- _DOCUMENT SECTION_
=== Section Start ===
Details
- Google DeepMind has introduced Gemini Robotics 1.5, an agentic platform that combines two AI models to enable real-world robots to execute complex, multi-step tasks.
- The system merges Gemini Robotics-ER 1.5, a strategic embodied-reasoning model, with a low-level VLA controller that translates high-level plans into precise physical movements.
- This setup allows robots to access information via Google Search, follow local rules, decompose goals into subtasks, and dynamically adjust plans, such as sorting municipal waste or packing a suitcase based on weather conditions.
- Internal natural-language chain-of-thought is generated before any action, providing transparent insight for developers and auditors into the robot’s decision-making process.
- DeepMind reports record-setting performance on both academic and internal benchmarks, noting that learned skills can transfer across different robots without additional retraining.
- The embodied-reasoning model is now accessible through the Gemini API on Google AI Studio, welcoming researchers and commercial robotics teams.
- DeepMind positions this release as progress toward “AGI in the physical world,” transcending single-step instructions for more general problem-solving abilities.
Impact
This release heats up competition with OpenAI, Tesla’s Optimus, and Figure AI as they all pursue advanced reasoning in robotics. By making Robotics-ER 1.5 available through the Gemini API, Google could spark a surge in robotics development across industries, while its transparent reasoning supports emerging safety regulations. If benchmark successes extend to real-world environments, the market may shift toward language-based, cloud-connected control systems for robots in the coming years.
=== Section End ===
- _MATERIAL SUPPLIED_
=== Section Start ===
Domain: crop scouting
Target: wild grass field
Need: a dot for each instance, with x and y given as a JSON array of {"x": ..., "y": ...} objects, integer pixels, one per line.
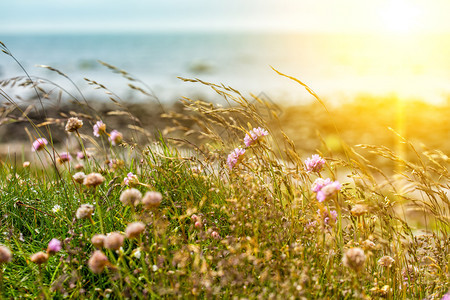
[{"x": 227, "y": 201}]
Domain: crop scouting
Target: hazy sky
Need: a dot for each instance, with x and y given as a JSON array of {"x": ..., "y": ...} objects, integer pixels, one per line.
[{"x": 303, "y": 15}]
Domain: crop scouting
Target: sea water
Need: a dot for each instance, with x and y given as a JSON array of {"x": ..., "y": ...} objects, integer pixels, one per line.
[{"x": 336, "y": 67}]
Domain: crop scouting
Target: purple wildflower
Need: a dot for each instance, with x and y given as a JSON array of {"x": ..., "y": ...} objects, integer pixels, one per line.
[
  {"x": 39, "y": 144},
  {"x": 130, "y": 180},
  {"x": 115, "y": 137},
  {"x": 327, "y": 216},
  {"x": 99, "y": 128},
  {"x": 54, "y": 246},
  {"x": 64, "y": 157},
  {"x": 314, "y": 163},
  {"x": 234, "y": 157},
  {"x": 319, "y": 183},
  {"x": 254, "y": 135}
]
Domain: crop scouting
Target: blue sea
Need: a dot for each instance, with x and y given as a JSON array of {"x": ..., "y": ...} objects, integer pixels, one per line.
[{"x": 337, "y": 67}]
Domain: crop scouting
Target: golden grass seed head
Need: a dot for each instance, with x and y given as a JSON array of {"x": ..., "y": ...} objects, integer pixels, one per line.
[
  {"x": 98, "y": 240},
  {"x": 84, "y": 211},
  {"x": 130, "y": 197},
  {"x": 114, "y": 241},
  {"x": 354, "y": 259},
  {"x": 359, "y": 210},
  {"x": 73, "y": 124}
]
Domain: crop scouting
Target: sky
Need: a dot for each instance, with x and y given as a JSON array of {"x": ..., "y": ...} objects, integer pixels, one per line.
[{"x": 334, "y": 16}]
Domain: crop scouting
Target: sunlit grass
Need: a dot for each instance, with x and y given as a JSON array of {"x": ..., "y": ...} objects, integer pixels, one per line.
[{"x": 271, "y": 221}]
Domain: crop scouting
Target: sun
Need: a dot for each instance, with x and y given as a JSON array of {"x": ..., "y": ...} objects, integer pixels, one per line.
[{"x": 400, "y": 17}]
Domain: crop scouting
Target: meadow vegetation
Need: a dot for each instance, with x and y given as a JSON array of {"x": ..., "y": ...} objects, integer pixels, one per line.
[{"x": 222, "y": 202}]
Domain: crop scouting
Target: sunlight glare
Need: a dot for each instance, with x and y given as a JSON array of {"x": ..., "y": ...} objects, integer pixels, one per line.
[{"x": 400, "y": 17}]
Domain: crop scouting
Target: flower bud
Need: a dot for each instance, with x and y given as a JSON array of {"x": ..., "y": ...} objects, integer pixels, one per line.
[
  {"x": 98, "y": 240},
  {"x": 39, "y": 258},
  {"x": 134, "y": 230},
  {"x": 73, "y": 124},
  {"x": 130, "y": 197},
  {"x": 152, "y": 199},
  {"x": 98, "y": 262},
  {"x": 114, "y": 241},
  {"x": 5, "y": 255}
]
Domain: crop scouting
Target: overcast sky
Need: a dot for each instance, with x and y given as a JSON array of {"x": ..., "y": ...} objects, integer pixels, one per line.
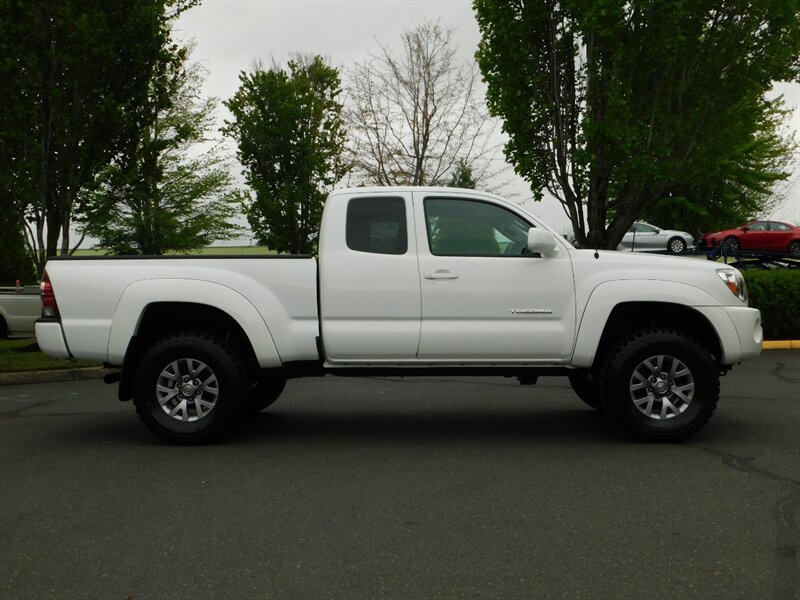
[{"x": 231, "y": 34}]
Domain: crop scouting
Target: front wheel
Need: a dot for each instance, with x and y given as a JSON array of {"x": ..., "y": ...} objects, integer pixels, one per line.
[
  {"x": 190, "y": 388},
  {"x": 676, "y": 246},
  {"x": 265, "y": 393},
  {"x": 587, "y": 388},
  {"x": 661, "y": 385},
  {"x": 731, "y": 245}
]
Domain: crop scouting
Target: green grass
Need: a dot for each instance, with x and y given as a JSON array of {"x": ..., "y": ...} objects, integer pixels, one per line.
=== Section End ===
- _AIM OF THE EXERCISE_
Rewrite the part of the Gemini Robotics 1.5 summary starting at "- This setup" and ending at "on weather conditions.", with "suitcase" changed to "backpack". The rows have no connection to the Gemini Robotics 1.5 summary.

- _EXERCISE RESULT_
- This setup allows robots to access information via Google Search, follow local rules, decompose goals into subtasks, and dynamically adjust plans, such as sorting municipal waste or packing a backpack based on weather conditions.